* Your instructions *
Reproduce every line of the items below, requests included, and shift each coordinate in the answers by -93.

━━━━━━━━━━━━━━━━━━━━━━━━━━━━━━

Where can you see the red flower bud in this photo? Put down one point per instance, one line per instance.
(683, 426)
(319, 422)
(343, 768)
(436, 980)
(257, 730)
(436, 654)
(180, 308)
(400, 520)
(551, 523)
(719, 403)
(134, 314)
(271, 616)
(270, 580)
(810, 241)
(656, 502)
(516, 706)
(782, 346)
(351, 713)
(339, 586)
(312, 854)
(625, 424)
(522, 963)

━━━━━━━━━━━━━━━━━━━━━━━━━━━━━━

* Result *
Where can you see the red flower bud in this photo? Put down one point per instance, one line per instance.
(590, 333)
(226, 329)
(250, 675)
(343, 887)
(164, 637)
(343, 561)
(87, 215)
(307, 427)
(458, 430)
(626, 310)
(41, 221)
(178, 523)
(177, 487)
(717, 148)
(563, 409)
(423, 613)
(689, 253)
(258, 620)
(246, 493)
(219, 761)
(532, 331)
(429, 870)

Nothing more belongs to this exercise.